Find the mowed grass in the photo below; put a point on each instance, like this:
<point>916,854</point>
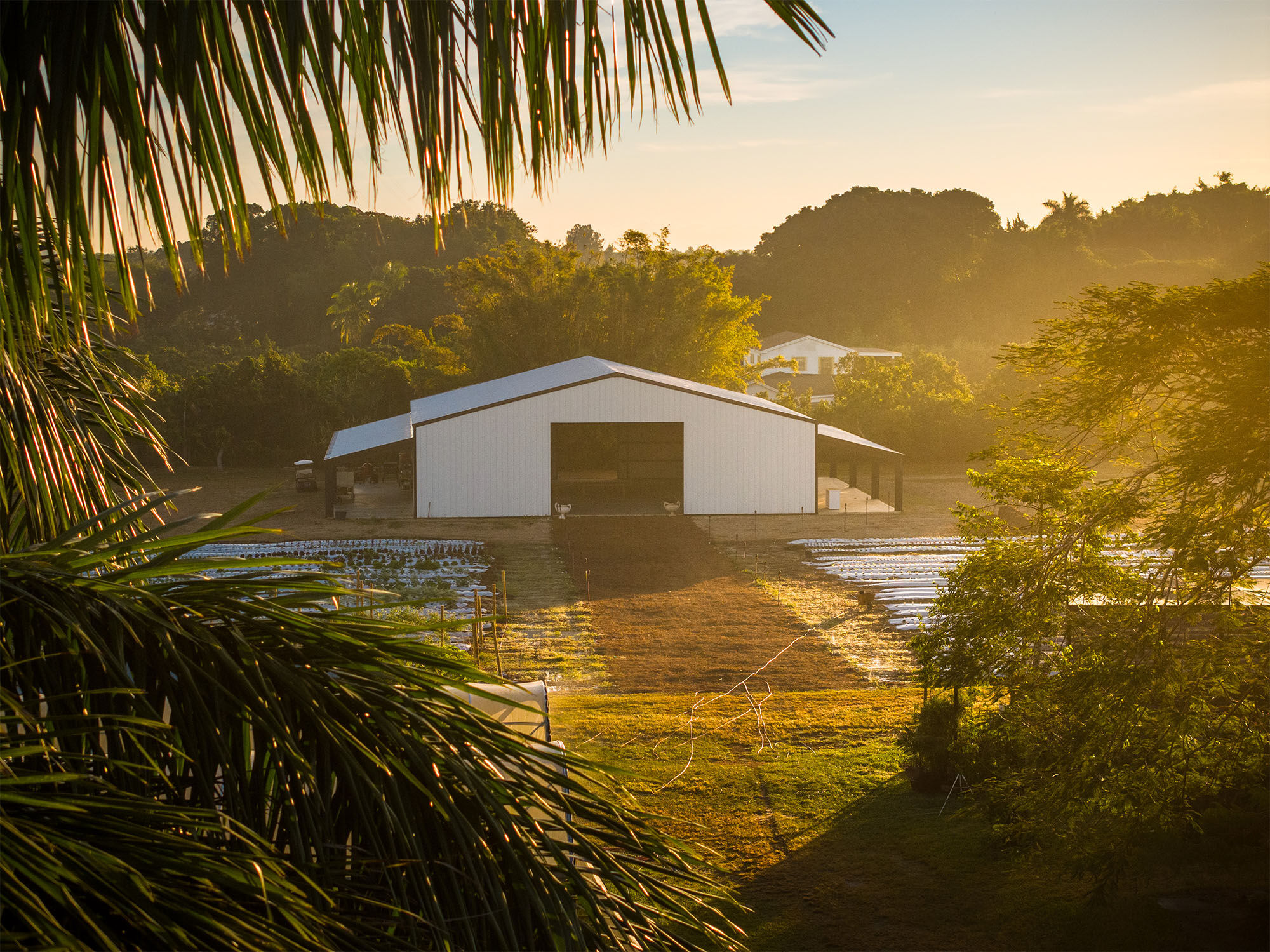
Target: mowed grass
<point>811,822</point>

* * *

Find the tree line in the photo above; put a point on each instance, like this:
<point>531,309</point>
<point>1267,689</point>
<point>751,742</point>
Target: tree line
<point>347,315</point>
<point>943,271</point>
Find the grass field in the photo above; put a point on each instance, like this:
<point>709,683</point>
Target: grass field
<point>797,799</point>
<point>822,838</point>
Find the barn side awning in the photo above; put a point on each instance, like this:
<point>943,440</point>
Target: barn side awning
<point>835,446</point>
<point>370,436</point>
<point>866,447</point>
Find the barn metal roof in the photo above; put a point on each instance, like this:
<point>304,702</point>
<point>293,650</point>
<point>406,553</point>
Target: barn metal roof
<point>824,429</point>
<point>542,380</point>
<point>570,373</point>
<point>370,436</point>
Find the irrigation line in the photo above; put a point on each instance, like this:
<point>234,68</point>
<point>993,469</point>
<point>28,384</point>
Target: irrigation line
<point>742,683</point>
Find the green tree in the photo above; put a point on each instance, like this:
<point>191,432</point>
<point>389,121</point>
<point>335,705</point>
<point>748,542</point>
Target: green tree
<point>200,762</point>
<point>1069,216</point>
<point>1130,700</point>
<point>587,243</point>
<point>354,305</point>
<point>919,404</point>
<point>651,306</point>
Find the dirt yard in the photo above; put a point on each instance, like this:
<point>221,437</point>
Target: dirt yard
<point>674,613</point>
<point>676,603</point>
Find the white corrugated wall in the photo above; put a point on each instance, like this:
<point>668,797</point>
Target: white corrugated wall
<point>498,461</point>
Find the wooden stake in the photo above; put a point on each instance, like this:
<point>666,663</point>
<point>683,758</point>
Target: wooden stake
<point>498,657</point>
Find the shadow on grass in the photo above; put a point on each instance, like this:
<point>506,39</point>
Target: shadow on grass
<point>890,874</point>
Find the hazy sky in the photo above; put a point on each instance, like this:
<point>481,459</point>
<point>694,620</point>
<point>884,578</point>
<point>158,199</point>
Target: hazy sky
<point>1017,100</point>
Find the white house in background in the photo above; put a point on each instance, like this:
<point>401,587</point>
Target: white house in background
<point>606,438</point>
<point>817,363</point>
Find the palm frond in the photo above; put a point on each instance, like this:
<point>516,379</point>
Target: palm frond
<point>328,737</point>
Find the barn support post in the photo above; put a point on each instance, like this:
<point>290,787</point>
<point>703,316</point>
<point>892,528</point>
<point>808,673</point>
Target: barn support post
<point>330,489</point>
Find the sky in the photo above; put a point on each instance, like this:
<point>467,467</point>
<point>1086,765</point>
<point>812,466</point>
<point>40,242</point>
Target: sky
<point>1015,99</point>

---

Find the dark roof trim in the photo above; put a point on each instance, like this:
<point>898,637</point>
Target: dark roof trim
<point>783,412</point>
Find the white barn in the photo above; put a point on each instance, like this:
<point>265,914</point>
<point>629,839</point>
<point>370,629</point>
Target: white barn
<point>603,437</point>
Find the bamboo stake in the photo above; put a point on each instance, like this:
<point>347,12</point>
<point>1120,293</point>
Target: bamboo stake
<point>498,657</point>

• **What is expected**:
After locating the line with "Find the barn side" above, return that line and every later line through the one with "<point>406,553</point>", word for word and with nothing else.

• **Task result**:
Find the barn side awning in the photo above; put a point on each instance, like this:
<point>943,440</point>
Target: barn side awning
<point>835,446</point>
<point>370,436</point>
<point>866,447</point>
Find the barn metal roof in the photo above; put a point on each instance, like this:
<point>304,702</point>
<point>293,650</point>
<point>406,553</point>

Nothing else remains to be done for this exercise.